■ DIRECTION 1: In the article about John Major's 1992 General Election win, what reason does it give for voters handing him the job instead of Labour's leader? Answer in one to three sentences.
■ DIRECTION 2: Say whether each statement agrees with the article about John Major's 1992 General Election win, giving yes or no and quoting the deciding words: (a) Sir Peter Brown served as Major's political agent from 1985 until Major left Parliament in 2001. (b) Major was widely expected to win the April 1992 election. (c) Sir Peter is currently campaigning in county council elections.
■ DIRECTION 3: Continue the article about John Major's 1992 General Election win from the point where it ends.

■ TEXT EXTRACT:
---------------

SENIOR Huntingdonshire Conservatives are this week celebrating 20 years since Huntingdon’s only post Restoration Prime Minister won a General Election.

Although Sir John Major succeeded Margaret (now Baroness) Thatcher as PM in November 1990, he had been elected only by fellow Tories.

In April 1992, he faced the British electorate for the first time – and was widely predicted to lose. But voters decided Labour's then leader, Neil Kinnock, was too cocky and triumphalist to be given the job, and handed it to Mr Major almost 13 years after he succeeded Sir David (later Lord) Renton as Huntingdon's MP on My 3, 1979.

His political agent for most of that time – from 1985 until he stood down as an MP in 2001 – was Sir Peter Brown, who is now a county councillor and is currently campaigning in the Huntingdonshire District Council polls on May 3 this year.

Only now, Sir Peter told The Hunts Post yesterday (Tuesday) is history beginning to look as favourably on John Major's premiership as his agent believes it should.

“I remember those turbulent years well,” Sir Peter said. “As Sir John's constituency agent, I took a more than passing interest in the progress of his Government, the nation and the Conservative Party.

“As I listen to the pundits now discussing those turbulent years, it is with interest and some comfort that my view of the political proceedings in the 1990s is beginning to prevail.

“Most certainly, if judged by economic success, then Sir John deserves huge credit. He is the only Prime Minister who, in recent years, has left the country's economy in a far better shape than was the case than when his party took office.

“He was the Prime Minister who started the peace process in Northern Ireland. Without detracting from his successors, I wonder whether this would have happened without his input,” Sir Peter added.

“All this happened while at the same time he never forgot his roots as an assiduous Constituency Member of Parliament.

---------------

■ DATASET EXCERPTS:
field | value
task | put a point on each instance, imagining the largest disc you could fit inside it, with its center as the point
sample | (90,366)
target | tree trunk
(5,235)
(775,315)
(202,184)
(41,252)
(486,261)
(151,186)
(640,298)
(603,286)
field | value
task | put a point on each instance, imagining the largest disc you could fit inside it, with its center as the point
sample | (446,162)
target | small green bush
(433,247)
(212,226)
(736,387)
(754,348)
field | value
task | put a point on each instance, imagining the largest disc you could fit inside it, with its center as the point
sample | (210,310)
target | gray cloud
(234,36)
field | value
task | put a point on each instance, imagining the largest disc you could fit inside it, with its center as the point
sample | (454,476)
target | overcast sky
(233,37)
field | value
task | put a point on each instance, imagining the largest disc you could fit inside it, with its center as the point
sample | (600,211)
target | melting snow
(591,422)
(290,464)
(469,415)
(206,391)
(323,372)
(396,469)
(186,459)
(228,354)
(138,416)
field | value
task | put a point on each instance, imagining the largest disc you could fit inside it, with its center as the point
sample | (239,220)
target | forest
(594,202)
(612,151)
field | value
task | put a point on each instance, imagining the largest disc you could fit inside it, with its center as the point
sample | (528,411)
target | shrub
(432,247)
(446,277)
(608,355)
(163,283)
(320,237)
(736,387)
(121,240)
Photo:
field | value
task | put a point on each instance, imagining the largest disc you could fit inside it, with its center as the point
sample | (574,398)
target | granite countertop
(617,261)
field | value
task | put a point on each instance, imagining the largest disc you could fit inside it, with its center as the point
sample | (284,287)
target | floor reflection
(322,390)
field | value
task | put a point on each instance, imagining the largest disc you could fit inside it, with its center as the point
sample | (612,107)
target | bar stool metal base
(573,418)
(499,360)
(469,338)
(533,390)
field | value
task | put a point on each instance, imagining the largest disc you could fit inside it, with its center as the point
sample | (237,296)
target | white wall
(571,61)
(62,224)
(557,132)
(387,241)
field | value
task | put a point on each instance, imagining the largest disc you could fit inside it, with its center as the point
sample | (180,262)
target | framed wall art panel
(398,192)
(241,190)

---------------

■ RIGHT ANSWER 1: Voters decided that Labour's then leader, Neil Kinnock, was too cocky and triumphalist to be given the job. So they handed it to Mr Major, even though he had been widely predicted to lose.

■ RIGHT ANSWER 2:
(a) Yes: "from 1985 until he stood down as an MP in 2001 – was Sir Peter Brown"
(b) No: "was widely predicted to lose"
(c) No: "is currently campaigning in the Huntingdonshire District Council polls on May 3 this year"

■ RIGHT ANSWER 3:
“It is coincidental that the 20th anniversary of Sir John's winning of the 1992 General election also coincides with the Queen's Diamond Jubilee.

“Although I was close to Sir John, the relationship between the Sovereign and Prime Minister was never discussed.

“It is interesting to see that 15 years after leaving office Sir John is a hugely respected figure in both national and international affairs and is listened to far and wide.

“I take great pleasure from this since I have always maintained history would judge Sir John in a far better light.”

Sir Peter said he had always maintained that the former PM, though not faultless, had been a thoroughly decent man without a trace of malice, but that he had been perceived as a weak leader.

“I don't think being nice is at all the same as being weak. His relationships with his peers at the time – people such as George W Bush – worked well and, though he never spoke about it, I think he had a very good working relationship with The Queen. She was probably closer to him than to most PMs, and he took the boys under his wing when Diana died,” Sir Peter added.

“But when you look back at the 1997 election [which Sir John lost to Tony Blair's New Labour] we had had a rough time. After four consecutive terms we had genuinely come to the end. That happens in politics.”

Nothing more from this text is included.